> [FRAGMENTO PROPORCIONADO]
· · · ·
Por ejemplo, las del “amor cortés”, que se impuso en las cortes europeas del siglo XII y que tan bien define el historiador Georges Duby en El amor en la Edad Media y otros ensayos (Alianza Editorial, 1991).
Según la moda de la época, se esperaba que un joven cuya educación aún no había concluido y sin esposa legítima asediara a una dama, “es decir, a una mujer casada, en consecuencia inaccesible, inexpugnable, una mujer rodeada, protegida por las prohibiciones más estrictas erigidas por una sociedad de linajes cuyos cimientos eran las herencias que se transmitían por vía masculina y que, en consecuencia, consideraba el adulterio de la esposa como la peor de la subversiones, amenazando con terribles castigos a su cómplice (?) Al igual que en los torneos, el joven debía arriesgar su vida con intención de perfeccionarse, de aumentar su valor, su precio, pero también de ganar, de obtener su gusto, de capturar al adversario después de haber roto sus defensas, de haberlo desarmado, derribado, vencido”.
Hubo que disciplinar y encorsetar, someter a convenciones, restricciones, “nupcialidades”, ordenamientos, códigos, para domesticar ese impulso primigenio. Pero todo indica que, ya sea que se practique en la era de los caballeros andantes o en las versiones digitales de la posmodernidad, esa fuerza arrolladora de la naturaleza que está en el origen de la familia, del arte y de la vida sigue dominando a hombres y mujeres desde los días en que nacía la condición humana.
· · · ·
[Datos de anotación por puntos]

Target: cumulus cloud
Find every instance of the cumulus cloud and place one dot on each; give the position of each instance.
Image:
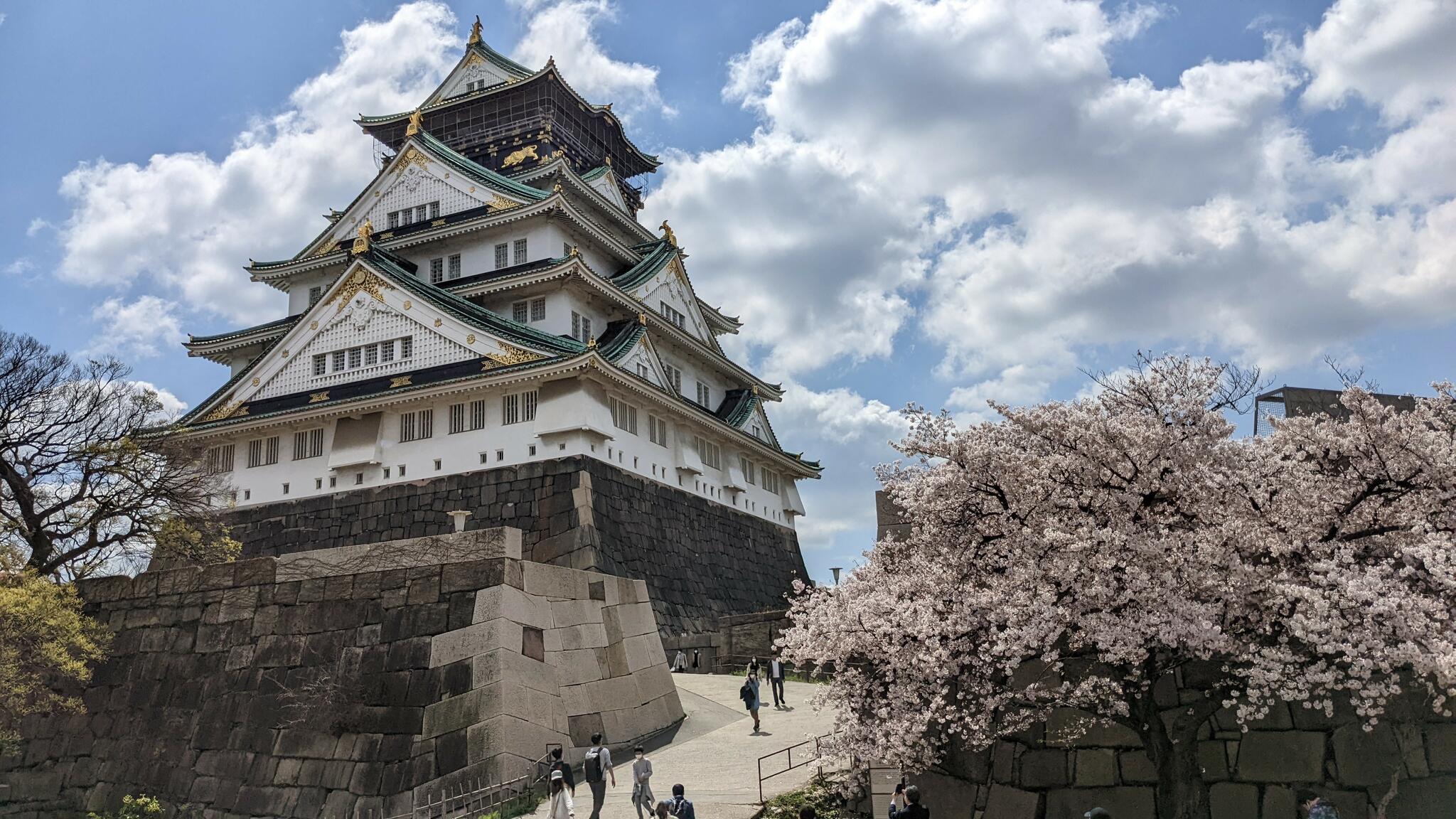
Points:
(564, 30)
(134, 330)
(187, 223)
(1039, 205)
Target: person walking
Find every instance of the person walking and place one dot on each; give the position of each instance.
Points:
(596, 770)
(1315, 805)
(911, 808)
(560, 805)
(750, 695)
(776, 682)
(558, 764)
(641, 781)
(682, 808)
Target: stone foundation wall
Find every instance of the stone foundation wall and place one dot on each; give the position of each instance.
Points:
(701, 560)
(1047, 773)
(336, 682)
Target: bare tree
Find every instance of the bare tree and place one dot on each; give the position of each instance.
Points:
(91, 469)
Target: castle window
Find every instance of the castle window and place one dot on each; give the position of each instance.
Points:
(519, 407)
(220, 459)
(623, 414)
(675, 376)
(308, 444)
(417, 426)
(670, 314)
(262, 452)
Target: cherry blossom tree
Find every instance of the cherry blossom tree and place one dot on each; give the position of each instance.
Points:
(1072, 554)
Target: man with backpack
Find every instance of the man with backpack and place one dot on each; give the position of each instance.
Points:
(597, 767)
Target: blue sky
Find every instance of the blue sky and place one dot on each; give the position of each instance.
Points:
(906, 201)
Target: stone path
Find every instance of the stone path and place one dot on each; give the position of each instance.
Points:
(715, 754)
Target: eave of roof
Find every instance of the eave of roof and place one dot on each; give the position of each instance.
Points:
(366, 122)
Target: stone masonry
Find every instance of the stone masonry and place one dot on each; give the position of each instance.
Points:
(337, 682)
(701, 560)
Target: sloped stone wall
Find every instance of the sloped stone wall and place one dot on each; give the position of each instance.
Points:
(1049, 773)
(701, 560)
(334, 682)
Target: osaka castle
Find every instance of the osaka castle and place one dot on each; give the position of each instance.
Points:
(490, 301)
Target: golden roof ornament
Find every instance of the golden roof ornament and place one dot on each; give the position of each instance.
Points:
(361, 244)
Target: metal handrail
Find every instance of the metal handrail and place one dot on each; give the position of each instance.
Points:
(790, 756)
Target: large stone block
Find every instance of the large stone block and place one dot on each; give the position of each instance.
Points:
(473, 640)
(1365, 758)
(1282, 756)
(1123, 803)
(1232, 801)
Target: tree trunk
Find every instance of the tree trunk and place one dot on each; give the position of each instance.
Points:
(1181, 791)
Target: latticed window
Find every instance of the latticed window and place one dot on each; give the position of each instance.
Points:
(308, 444)
(220, 459)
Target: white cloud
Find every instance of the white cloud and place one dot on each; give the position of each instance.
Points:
(136, 330)
(1057, 206)
(172, 405)
(564, 30)
(188, 223)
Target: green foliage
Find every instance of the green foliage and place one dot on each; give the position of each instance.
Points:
(133, 808)
(47, 648)
(822, 795)
(196, 541)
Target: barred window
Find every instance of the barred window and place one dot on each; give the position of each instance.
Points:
(308, 444)
(220, 459)
(417, 426)
(262, 452)
(657, 430)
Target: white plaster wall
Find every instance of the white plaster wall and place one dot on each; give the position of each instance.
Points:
(500, 445)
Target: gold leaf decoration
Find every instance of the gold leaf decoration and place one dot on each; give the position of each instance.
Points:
(361, 282)
(510, 356)
(519, 156)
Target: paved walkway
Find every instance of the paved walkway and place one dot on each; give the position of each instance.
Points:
(714, 754)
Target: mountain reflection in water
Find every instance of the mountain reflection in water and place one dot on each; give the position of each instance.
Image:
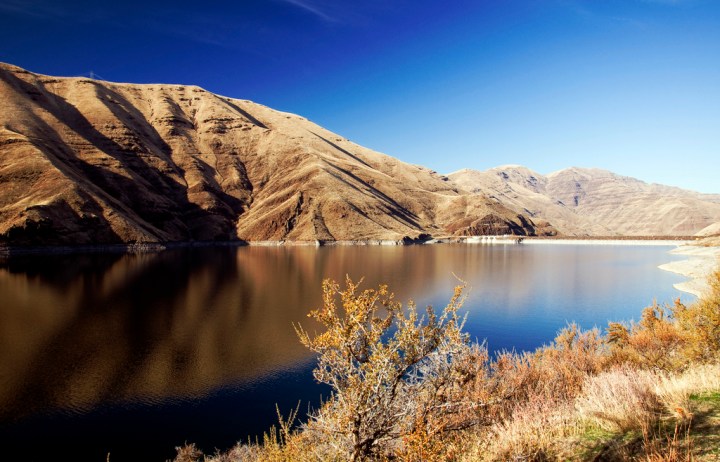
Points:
(78, 332)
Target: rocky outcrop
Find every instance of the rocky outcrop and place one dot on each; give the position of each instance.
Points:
(582, 202)
(91, 162)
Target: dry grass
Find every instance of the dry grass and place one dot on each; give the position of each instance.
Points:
(624, 396)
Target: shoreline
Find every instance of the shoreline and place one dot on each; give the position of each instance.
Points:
(702, 263)
(152, 247)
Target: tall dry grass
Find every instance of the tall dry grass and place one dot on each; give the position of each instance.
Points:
(636, 380)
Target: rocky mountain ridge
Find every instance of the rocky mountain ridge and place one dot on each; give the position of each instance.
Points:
(86, 162)
(595, 202)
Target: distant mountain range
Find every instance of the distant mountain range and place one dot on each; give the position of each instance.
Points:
(87, 162)
(589, 201)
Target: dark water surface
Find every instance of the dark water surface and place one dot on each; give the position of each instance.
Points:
(133, 355)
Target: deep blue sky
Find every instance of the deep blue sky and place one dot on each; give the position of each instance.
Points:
(631, 86)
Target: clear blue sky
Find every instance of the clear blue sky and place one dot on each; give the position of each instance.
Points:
(630, 86)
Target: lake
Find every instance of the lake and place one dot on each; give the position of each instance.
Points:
(133, 355)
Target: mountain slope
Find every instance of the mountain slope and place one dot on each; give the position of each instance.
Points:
(581, 201)
(91, 162)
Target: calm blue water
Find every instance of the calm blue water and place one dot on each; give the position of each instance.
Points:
(133, 355)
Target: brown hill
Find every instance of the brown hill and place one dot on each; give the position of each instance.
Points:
(581, 201)
(91, 162)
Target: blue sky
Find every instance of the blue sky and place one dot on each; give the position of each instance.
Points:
(630, 86)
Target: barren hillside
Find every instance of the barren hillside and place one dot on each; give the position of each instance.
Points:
(91, 162)
(580, 201)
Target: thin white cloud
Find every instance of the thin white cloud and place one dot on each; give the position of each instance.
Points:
(313, 9)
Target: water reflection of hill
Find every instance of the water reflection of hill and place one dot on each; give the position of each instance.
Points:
(77, 331)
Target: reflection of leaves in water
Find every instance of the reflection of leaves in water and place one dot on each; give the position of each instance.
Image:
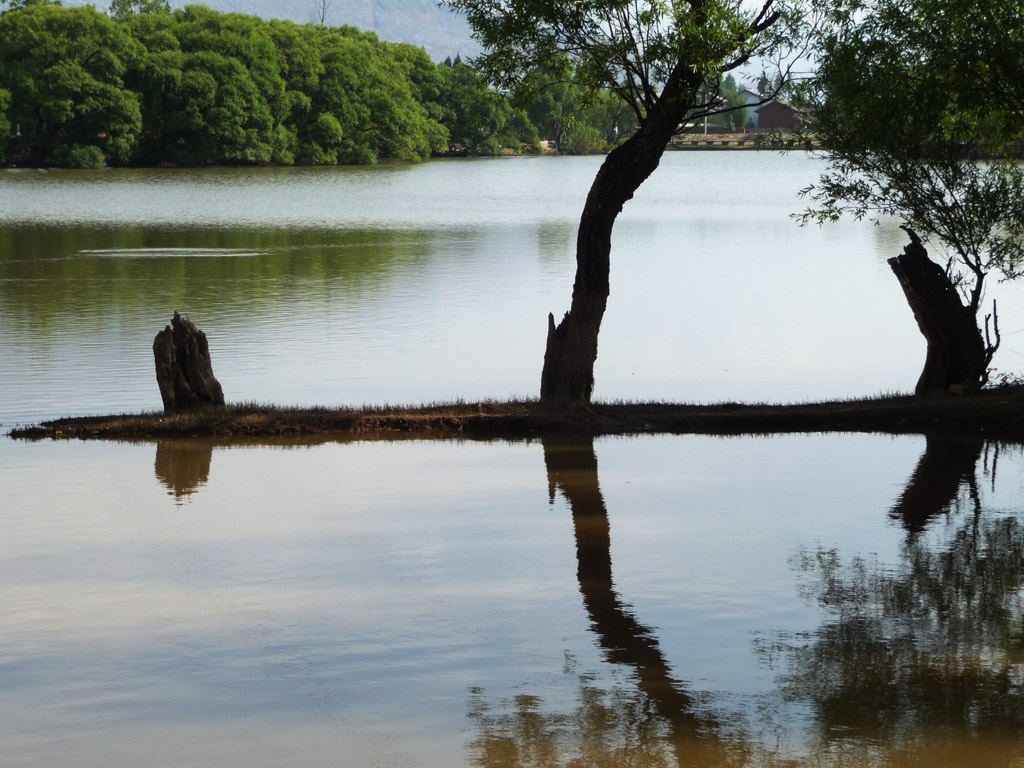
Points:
(933, 646)
(183, 466)
(610, 727)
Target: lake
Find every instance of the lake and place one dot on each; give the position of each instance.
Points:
(795, 600)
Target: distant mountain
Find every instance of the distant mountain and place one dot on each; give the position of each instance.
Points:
(421, 23)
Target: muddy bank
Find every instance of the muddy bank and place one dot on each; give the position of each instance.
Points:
(996, 414)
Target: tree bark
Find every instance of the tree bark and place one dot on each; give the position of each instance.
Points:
(184, 372)
(571, 345)
(956, 351)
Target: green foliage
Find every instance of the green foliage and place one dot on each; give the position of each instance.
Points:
(65, 70)
(908, 100)
(122, 9)
(79, 156)
(153, 86)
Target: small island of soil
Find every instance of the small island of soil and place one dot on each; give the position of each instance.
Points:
(995, 413)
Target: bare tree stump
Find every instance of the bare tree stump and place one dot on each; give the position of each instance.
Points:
(184, 373)
(956, 353)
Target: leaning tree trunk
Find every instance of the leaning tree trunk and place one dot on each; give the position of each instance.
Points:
(571, 345)
(184, 372)
(956, 352)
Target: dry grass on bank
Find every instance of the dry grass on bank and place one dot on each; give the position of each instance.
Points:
(996, 413)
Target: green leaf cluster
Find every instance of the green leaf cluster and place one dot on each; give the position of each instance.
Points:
(152, 86)
(920, 107)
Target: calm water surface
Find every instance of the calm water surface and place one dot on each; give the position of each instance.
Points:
(801, 600)
(408, 284)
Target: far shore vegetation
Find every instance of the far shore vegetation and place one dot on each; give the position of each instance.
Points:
(995, 413)
(147, 86)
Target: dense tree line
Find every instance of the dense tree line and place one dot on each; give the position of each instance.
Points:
(150, 86)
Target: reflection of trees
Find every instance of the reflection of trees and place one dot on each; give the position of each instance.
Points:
(647, 723)
(930, 649)
(183, 466)
(946, 467)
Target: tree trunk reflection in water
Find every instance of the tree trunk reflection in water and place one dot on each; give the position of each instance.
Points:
(183, 466)
(659, 723)
(947, 465)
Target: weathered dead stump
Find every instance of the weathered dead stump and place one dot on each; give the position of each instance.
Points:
(184, 373)
(956, 352)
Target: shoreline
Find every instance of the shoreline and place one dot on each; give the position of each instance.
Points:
(994, 414)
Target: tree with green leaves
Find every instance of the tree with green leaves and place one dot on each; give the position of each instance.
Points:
(122, 9)
(654, 55)
(65, 70)
(910, 96)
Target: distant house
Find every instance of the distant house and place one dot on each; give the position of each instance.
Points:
(779, 116)
(771, 115)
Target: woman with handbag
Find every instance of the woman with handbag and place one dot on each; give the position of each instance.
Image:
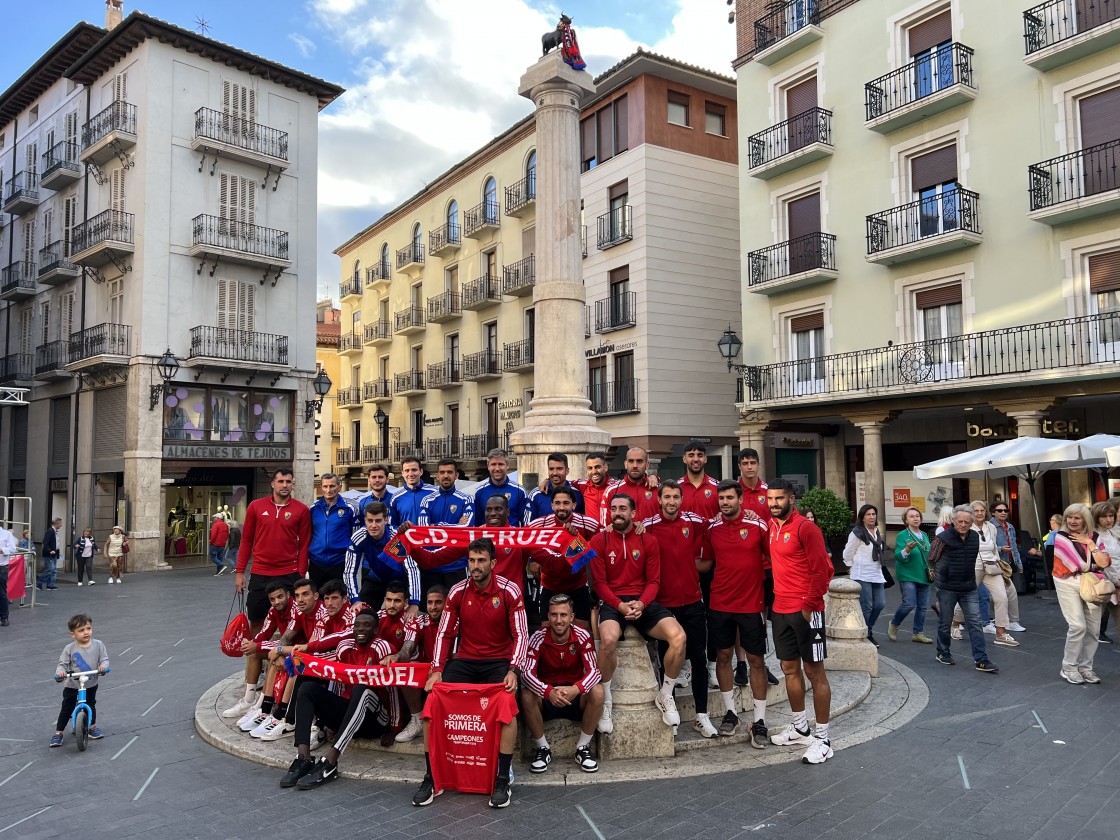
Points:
(914, 576)
(1078, 552)
(864, 554)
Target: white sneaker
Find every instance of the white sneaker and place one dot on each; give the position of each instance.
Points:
(410, 731)
(705, 726)
(278, 730)
(790, 736)
(668, 707)
(819, 752)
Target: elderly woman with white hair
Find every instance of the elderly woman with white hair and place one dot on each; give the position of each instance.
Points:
(1078, 550)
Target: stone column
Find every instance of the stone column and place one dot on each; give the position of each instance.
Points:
(559, 417)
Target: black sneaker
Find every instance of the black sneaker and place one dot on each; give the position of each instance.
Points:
(297, 770)
(426, 792)
(324, 772)
(542, 761)
(759, 736)
(742, 674)
(503, 793)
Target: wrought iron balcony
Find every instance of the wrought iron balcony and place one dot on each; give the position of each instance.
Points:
(520, 277)
(444, 307)
(802, 139)
(410, 257)
(239, 345)
(614, 398)
(445, 374)
(55, 266)
(482, 292)
(942, 223)
(109, 133)
(445, 239)
(376, 333)
(521, 196)
(1058, 31)
(926, 85)
(225, 239)
(1023, 355)
(61, 166)
(801, 261)
(1081, 184)
(21, 193)
(518, 355)
(105, 343)
(409, 320)
(785, 29)
(410, 382)
(616, 311)
(482, 365)
(17, 281)
(615, 227)
(481, 218)
(235, 137)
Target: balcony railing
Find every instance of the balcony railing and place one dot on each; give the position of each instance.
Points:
(799, 131)
(614, 398)
(239, 345)
(411, 254)
(1078, 175)
(615, 227)
(118, 117)
(482, 216)
(521, 195)
(924, 76)
(444, 238)
(104, 339)
(481, 365)
(241, 236)
(1011, 352)
(520, 277)
(953, 210)
(1057, 20)
(811, 252)
(617, 311)
(518, 355)
(784, 21)
(241, 133)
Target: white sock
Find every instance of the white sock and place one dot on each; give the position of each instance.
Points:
(759, 710)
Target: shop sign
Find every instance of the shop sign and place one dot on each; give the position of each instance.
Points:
(225, 451)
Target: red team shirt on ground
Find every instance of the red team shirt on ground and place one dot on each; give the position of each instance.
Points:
(680, 542)
(739, 549)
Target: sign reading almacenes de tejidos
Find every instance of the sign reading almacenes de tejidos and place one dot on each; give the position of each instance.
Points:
(225, 451)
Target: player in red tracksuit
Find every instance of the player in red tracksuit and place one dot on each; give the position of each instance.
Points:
(561, 680)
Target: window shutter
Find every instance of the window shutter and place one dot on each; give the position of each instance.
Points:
(933, 168)
(1104, 272)
(927, 35)
(941, 296)
(805, 323)
(1100, 118)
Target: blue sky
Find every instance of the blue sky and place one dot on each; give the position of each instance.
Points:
(428, 81)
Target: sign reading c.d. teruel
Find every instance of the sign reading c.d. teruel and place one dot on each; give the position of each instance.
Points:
(226, 451)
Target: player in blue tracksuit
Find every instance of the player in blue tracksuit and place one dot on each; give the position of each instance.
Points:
(333, 523)
(500, 485)
(366, 574)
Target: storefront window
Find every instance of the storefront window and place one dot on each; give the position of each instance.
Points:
(185, 413)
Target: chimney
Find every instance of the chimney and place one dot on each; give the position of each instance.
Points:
(114, 10)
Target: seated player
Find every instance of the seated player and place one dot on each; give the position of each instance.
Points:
(355, 711)
(561, 680)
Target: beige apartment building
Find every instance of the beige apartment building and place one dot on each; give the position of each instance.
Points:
(931, 234)
(437, 296)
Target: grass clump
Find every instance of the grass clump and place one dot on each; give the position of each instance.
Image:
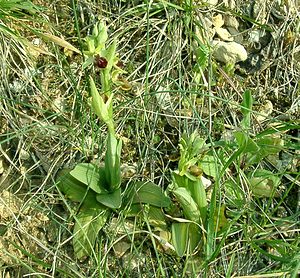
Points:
(177, 170)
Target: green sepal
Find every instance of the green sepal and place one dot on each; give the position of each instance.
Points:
(112, 200)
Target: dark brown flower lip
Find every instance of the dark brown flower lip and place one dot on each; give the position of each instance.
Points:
(100, 62)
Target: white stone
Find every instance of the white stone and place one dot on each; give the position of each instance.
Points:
(228, 52)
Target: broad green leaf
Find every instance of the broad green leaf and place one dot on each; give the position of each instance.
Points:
(180, 237)
(156, 218)
(190, 148)
(112, 162)
(112, 200)
(178, 180)
(148, 193)
(188, 204)
(245, 142)
(75, 190)
(89, 222)
(90, 175)
(263, 183)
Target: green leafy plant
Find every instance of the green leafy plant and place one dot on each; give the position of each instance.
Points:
(98, 189)
(189, 190)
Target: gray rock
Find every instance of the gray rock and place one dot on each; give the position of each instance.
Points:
· · · ·
> [QUÉ HACER]
1 - Traduce al inglés esta oración del fragmento sobre el amor cortés: "Hubo que disciplinar y encorsetar, someter a convenciones, restricciones, “nupcialidades”, ordenamientos, códigos, para domesticar ese impulso primigenio."
2 - Enumera cada línea de las entradas en la que aparezca la palabra "chimney", distinguiendo entre mayúsculas y minúsculas.

> [RESULTADOS POR TAREA]
1 - It was necessary to discipline and constrain, to subject to conventions, restrictions, “nuptialities,” orderings, codes, in order to tame that primal impulse.

2 -
Target: chimney
Find every instance of the chimney and place one dot on each; give the position of each instance.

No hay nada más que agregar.